:: Task ::
Copy all lines in the material holding the string "positive".

:: Source records ::

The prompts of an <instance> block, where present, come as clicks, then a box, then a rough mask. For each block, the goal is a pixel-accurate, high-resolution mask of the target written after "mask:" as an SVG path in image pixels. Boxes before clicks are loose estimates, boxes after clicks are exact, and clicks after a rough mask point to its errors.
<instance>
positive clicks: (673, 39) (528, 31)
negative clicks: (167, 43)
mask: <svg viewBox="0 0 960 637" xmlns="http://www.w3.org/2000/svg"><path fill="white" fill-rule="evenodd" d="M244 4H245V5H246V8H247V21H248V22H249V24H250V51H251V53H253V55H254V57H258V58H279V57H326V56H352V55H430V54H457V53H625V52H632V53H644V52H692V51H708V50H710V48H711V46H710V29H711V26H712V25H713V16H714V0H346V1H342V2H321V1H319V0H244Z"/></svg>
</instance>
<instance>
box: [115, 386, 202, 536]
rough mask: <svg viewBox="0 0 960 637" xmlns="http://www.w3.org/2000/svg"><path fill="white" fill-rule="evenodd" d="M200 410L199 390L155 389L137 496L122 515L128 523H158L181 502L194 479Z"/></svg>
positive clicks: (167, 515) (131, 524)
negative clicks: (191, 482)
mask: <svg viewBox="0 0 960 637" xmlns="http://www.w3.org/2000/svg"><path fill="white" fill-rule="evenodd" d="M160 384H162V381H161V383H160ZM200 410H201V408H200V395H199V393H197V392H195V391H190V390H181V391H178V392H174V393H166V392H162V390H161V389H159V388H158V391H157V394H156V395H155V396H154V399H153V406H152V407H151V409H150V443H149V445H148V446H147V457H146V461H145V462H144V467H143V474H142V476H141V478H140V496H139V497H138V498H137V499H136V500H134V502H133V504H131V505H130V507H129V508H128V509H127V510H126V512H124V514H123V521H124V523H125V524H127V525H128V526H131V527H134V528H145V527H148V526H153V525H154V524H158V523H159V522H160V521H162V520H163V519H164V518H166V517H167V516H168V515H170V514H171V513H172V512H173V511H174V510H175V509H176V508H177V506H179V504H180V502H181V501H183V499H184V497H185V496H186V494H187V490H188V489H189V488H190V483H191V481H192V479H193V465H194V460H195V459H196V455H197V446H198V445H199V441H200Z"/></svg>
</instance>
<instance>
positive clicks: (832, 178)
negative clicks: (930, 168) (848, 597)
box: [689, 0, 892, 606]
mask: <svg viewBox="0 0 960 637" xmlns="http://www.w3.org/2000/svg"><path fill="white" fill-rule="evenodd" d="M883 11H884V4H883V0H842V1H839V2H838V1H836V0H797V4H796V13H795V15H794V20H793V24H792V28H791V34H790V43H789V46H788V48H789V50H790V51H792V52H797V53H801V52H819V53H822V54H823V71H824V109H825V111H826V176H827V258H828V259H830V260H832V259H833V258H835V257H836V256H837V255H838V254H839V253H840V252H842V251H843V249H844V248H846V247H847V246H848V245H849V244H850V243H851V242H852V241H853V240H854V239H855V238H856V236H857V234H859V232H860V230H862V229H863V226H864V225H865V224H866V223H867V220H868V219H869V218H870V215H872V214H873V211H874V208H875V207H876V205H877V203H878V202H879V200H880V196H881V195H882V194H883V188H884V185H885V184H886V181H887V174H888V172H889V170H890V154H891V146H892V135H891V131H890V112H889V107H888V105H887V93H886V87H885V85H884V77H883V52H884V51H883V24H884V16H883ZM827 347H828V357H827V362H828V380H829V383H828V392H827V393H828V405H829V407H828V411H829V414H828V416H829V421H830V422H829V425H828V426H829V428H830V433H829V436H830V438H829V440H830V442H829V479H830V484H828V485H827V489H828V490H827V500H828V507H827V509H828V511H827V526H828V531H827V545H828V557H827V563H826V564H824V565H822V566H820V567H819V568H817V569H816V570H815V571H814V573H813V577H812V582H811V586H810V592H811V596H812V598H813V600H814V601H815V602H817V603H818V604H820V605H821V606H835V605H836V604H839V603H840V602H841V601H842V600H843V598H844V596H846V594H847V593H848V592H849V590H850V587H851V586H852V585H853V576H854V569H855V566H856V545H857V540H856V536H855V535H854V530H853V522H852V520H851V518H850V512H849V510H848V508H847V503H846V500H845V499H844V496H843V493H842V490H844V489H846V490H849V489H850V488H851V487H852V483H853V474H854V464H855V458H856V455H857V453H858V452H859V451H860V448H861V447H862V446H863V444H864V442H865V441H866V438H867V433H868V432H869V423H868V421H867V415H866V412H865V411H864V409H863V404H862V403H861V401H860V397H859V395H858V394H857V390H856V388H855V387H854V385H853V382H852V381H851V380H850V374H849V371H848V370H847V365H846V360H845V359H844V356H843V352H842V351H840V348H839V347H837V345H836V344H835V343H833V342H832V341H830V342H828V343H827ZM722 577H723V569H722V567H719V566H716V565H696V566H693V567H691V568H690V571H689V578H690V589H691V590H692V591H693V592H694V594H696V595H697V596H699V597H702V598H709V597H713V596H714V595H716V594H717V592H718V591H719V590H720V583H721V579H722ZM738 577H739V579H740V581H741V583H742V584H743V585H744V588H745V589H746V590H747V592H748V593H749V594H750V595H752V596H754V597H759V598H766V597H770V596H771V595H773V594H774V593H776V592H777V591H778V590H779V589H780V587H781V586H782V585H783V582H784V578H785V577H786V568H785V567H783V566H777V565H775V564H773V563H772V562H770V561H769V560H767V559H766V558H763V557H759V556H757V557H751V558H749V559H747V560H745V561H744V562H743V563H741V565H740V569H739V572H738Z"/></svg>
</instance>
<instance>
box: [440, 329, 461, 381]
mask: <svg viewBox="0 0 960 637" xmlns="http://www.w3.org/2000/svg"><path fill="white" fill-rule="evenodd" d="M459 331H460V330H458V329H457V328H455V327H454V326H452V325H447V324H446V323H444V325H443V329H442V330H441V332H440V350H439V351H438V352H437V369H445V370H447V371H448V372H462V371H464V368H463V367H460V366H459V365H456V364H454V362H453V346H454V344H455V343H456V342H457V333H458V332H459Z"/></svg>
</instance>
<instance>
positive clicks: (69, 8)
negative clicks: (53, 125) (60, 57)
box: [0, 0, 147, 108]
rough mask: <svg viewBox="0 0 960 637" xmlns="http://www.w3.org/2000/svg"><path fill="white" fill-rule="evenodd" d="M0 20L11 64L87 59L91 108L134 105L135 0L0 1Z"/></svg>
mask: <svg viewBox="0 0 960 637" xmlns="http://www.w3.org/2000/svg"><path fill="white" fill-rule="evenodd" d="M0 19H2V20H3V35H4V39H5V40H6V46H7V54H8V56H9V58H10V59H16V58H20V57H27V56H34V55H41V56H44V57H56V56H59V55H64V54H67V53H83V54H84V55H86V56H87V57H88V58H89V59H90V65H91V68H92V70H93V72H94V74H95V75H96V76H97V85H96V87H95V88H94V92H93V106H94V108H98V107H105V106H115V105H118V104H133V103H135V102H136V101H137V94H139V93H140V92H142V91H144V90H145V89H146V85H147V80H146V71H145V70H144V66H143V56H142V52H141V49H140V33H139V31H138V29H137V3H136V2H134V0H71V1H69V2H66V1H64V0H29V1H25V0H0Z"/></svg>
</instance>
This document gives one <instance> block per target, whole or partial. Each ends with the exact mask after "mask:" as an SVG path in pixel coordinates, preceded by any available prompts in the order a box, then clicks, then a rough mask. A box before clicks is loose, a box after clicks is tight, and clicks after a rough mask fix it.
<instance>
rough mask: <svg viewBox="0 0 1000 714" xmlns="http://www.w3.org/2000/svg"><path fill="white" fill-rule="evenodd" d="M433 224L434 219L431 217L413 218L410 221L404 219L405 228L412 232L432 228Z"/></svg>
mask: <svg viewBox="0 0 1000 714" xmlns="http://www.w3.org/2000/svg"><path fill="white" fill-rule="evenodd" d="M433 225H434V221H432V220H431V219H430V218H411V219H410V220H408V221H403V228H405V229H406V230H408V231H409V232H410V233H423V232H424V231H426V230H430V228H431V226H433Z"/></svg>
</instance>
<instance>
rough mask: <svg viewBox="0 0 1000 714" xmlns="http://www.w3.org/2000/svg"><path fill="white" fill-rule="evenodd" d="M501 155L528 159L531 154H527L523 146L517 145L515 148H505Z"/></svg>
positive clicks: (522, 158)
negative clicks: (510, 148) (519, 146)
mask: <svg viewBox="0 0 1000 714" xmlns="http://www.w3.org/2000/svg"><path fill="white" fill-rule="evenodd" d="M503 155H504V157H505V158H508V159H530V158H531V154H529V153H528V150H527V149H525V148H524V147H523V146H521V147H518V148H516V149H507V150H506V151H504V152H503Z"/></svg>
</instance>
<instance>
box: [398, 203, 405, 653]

:: Result of the task ::
positive clicks: (673, 39) (528, 31)
positive clicks: (167, 515) (131, 524)
positive clicks: (832, 178)
positive clicks: (69, 8)
positive clicks: (522, 158)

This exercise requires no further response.